* [Short problem]:
Convert every block of the data below into a CSV with two columns, input and output. Each block gets one row, with its text under input and its answer under output, each in a single quoted field with line breaks replaced by spaces.

=====

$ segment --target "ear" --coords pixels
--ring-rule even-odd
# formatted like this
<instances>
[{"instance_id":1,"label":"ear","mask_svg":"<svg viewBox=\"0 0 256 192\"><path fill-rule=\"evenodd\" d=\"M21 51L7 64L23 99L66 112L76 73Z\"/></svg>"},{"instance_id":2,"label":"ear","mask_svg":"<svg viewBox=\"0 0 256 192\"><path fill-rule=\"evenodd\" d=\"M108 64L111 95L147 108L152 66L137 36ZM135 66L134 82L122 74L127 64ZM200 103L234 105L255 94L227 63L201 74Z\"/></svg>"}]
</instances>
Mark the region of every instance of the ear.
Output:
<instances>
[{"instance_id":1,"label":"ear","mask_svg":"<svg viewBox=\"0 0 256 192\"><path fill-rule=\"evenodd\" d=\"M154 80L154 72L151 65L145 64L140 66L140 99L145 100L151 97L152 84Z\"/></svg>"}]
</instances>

=====

* [Reply to the task]:
input,output
"$ segment --target ""ear"" --coords pixels --ring-rule even-odd # formatted like this <instances> [{""instance_id"":1,""label"":""ear"",""mask_svg"":""<svg viewBox=\""0 0 256 192\""><path fill-rule=\""evenodd\"" d=\""M21 51L7 64L23 99L66 112L76 73Z\""/></svg>""},{""instance_id"":2,""label"":""ear"",""mask_svg"":""<svg viewBox=\""0 0 256 192\""><path fill-rule=\""evenodd\"" d=\""M108 64L111 95L147 108L152 66L137 36ZM135 66L134 82L122 74L127 64ZM200 103L234 105L255 94L227 63L201 74Z\""/></svg>""}] </instances> Mark the region of every instance of the ear. Output:","<instances> [{""instance_id"":1,""label"":""ear"",""mask_svg"":""<svg viewBox=\""0 0 256 192\""><path fill-rule=\""evenodd\"" d=\""M154 80L154 72L151 65L145 64L140 66L140 99L145 100L151 97L152 84Z\""/></svg>""}] </instances>"